==== Data for this task
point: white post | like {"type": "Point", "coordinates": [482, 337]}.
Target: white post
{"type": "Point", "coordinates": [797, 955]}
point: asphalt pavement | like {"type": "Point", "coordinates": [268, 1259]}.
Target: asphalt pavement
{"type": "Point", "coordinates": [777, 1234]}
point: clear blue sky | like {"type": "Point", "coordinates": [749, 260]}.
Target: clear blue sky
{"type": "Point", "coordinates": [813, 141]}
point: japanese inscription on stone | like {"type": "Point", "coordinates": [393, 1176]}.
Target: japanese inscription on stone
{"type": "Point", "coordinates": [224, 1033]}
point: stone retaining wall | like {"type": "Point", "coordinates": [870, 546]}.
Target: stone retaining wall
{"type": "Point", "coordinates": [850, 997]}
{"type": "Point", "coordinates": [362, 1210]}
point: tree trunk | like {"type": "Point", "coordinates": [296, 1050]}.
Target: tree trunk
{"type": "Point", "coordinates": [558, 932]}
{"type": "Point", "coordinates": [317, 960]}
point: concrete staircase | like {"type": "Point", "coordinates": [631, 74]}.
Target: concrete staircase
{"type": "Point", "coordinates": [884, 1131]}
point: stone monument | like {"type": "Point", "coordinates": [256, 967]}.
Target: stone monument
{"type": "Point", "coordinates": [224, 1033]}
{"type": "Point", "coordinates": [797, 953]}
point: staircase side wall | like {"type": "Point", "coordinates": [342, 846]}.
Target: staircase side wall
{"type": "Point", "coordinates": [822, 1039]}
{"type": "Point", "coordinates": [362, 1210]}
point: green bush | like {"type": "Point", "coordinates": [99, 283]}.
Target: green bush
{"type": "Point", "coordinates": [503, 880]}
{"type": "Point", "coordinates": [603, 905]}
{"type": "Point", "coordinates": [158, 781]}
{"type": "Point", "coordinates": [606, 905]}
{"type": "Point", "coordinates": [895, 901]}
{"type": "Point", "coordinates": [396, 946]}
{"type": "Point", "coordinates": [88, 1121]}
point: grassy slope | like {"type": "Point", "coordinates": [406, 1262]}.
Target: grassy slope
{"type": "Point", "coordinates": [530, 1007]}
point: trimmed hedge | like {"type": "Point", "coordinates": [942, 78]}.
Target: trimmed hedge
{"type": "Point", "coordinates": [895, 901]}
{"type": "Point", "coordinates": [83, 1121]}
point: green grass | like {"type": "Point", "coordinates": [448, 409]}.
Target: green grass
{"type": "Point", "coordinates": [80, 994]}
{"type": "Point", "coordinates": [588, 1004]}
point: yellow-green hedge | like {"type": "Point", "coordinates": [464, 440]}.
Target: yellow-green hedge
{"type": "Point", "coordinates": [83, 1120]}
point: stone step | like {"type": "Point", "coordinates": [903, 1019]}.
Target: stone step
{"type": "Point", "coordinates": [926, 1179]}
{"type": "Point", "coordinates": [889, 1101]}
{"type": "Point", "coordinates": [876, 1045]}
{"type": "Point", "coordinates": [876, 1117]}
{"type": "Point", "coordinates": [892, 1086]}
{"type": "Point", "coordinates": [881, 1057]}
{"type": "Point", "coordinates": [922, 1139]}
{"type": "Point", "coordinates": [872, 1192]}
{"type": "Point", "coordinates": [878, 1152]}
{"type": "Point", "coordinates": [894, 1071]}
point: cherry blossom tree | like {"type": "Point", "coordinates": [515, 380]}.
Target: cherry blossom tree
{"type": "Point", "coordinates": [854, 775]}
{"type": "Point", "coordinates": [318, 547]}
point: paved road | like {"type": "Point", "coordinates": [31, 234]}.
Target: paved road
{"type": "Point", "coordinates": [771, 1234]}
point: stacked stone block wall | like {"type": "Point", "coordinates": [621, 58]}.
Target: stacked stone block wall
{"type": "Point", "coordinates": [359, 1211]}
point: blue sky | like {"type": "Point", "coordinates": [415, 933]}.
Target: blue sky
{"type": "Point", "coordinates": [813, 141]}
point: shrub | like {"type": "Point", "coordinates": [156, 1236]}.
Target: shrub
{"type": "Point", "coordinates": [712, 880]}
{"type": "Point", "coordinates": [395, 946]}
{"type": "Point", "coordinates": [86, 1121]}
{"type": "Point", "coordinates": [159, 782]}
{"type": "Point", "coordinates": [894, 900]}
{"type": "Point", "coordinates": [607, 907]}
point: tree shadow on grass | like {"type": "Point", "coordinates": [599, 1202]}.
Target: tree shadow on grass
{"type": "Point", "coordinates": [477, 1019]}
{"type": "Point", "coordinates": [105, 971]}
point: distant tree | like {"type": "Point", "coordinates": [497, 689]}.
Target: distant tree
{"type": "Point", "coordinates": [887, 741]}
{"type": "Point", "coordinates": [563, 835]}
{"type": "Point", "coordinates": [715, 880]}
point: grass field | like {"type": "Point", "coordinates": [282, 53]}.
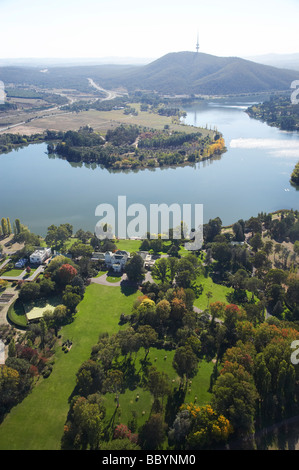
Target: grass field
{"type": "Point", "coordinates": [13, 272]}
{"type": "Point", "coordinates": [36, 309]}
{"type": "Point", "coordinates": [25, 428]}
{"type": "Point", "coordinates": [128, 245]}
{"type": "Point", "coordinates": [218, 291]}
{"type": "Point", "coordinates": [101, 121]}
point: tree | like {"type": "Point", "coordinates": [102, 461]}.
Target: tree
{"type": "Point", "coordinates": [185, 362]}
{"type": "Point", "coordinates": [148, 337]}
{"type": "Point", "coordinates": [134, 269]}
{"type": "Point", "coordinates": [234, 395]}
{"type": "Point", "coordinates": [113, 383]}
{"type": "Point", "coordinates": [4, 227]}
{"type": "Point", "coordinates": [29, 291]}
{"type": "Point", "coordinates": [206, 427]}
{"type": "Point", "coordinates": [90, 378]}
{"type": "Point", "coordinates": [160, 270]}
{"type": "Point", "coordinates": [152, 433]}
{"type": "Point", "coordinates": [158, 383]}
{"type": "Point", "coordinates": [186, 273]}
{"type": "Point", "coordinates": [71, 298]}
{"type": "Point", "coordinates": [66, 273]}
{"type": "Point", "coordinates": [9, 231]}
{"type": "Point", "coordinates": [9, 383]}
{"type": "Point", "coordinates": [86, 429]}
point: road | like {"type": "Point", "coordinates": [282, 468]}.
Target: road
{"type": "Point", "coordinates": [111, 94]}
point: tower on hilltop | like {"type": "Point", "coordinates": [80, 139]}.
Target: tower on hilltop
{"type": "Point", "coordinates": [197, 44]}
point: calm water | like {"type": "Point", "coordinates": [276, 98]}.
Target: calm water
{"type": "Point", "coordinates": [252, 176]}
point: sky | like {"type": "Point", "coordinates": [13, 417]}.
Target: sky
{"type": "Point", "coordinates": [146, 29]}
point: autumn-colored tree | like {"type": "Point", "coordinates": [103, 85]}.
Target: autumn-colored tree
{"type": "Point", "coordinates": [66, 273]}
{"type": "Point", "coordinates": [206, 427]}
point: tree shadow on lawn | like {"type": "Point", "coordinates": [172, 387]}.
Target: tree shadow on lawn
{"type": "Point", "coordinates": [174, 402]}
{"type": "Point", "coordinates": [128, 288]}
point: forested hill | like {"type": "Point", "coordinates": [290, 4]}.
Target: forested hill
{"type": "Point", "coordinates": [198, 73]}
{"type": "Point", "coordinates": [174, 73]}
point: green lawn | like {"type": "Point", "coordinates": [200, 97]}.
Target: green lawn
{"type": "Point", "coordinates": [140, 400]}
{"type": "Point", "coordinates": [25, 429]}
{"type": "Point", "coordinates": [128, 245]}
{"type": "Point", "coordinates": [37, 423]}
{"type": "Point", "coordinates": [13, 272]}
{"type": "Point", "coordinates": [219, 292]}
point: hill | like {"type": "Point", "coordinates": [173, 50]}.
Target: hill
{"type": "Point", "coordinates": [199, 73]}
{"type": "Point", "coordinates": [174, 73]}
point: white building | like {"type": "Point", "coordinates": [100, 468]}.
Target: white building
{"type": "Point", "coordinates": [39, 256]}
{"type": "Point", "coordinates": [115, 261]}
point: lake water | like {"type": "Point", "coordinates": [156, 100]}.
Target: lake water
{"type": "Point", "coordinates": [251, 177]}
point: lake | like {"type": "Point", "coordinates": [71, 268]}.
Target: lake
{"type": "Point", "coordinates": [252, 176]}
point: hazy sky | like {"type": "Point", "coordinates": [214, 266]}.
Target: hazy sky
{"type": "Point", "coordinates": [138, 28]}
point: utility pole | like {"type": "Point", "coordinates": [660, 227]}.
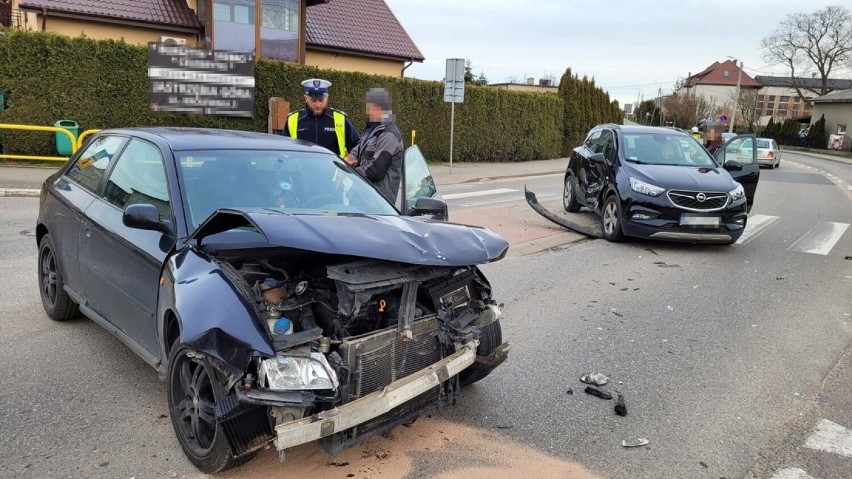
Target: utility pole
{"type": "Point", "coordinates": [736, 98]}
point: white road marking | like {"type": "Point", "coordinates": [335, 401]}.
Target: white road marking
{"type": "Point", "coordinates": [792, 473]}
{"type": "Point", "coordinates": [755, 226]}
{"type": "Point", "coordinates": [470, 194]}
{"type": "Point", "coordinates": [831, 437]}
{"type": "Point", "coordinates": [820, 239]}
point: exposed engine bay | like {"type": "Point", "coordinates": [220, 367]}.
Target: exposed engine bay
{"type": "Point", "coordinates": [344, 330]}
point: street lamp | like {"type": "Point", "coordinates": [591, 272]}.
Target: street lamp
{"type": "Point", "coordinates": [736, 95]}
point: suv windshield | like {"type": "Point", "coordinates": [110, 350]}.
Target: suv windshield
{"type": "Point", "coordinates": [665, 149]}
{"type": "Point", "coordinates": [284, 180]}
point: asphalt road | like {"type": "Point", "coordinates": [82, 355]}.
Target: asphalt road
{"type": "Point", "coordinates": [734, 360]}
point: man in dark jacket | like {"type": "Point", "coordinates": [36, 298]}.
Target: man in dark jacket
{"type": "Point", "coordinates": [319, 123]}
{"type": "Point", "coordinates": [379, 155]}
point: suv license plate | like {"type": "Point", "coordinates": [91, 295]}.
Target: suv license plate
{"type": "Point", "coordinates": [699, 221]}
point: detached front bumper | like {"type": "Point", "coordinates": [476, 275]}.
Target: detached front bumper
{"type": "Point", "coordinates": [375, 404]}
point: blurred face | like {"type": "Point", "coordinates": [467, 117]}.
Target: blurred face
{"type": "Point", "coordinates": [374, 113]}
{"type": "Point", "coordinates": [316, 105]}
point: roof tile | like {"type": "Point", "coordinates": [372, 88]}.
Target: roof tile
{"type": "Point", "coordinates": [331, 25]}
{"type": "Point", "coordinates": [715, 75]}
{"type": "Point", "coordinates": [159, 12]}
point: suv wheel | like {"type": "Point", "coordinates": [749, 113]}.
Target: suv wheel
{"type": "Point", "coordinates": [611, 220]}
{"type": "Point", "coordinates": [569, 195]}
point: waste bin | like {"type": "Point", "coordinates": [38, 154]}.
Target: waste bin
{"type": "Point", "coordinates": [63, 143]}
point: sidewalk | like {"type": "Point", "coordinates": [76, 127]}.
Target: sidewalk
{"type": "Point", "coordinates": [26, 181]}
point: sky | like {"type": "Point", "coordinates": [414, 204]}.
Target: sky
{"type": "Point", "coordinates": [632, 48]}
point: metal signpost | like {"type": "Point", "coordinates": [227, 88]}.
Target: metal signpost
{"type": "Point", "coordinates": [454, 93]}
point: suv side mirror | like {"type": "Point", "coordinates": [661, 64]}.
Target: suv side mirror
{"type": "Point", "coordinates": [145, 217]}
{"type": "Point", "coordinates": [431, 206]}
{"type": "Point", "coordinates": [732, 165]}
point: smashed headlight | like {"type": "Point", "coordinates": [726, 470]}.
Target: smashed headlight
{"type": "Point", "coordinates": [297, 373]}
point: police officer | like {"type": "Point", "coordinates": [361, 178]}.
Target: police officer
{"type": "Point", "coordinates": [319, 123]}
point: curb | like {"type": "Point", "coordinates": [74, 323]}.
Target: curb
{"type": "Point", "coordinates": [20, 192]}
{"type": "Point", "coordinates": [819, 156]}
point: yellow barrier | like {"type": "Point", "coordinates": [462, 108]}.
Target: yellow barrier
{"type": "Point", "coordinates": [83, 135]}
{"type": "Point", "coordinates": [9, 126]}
========
= Job =
Repeat the entries from the line with "point: police officer" up to and including the last line of the entries, character for character.

= Exercise response =
point: police officer | like {"type": "Point", "coordinates": [361, 178]}.
Target: police officer
{"type": "Point", "coordinates": [319, 123]}
point: curb | like {"type": "Point", "coordinates": [74, 323]}.
Target: curb
{"type": "Point", "coordinates": [20, 192]}
{"type": "Point", "coordinates": [819, 156]}
point: yellow barrier | like {"type": "Point", "coordinates": [462, 108]}.
Target: yellow barrier
{"type": "Point", "coordinates": [83, 135]}
{"type": "Point", "coordinates": [9, 126]}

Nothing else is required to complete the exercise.